> Stored data entries:
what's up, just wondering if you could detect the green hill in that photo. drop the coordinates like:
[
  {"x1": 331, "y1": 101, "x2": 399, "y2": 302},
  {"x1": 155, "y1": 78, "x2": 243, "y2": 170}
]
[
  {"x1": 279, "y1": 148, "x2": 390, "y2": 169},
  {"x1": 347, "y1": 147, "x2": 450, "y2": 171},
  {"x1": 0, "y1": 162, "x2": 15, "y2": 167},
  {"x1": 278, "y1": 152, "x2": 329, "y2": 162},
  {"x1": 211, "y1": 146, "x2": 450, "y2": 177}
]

> Work to complete:
All the lines above need to be retyped exactly, with nothing left out.

> Written answer:
what's up, just wondering if you could detect the green hill in that photo. drop the coordinates like:
[
  {"x1": 331, "y1": 101, "x2": 399, "y2": 302},
  {"x1": 155, "y1": 78, "x2": 243, "y2": 170}
]
[
  {"x1": 279, "y1": 148, "x2": 390, "y2": 169},
  {"x1": 347, "y1": 147, "x2": 450, "y2": 171},
  {"x1": 0, "y1": 162, "x2": 15, "y2": 167},
  {"x1": 278, "y1": 152, "x2": 329, "y2": 162},
  {"x1": 211, "y1": 146, "x2": 450, "y2": 177}
]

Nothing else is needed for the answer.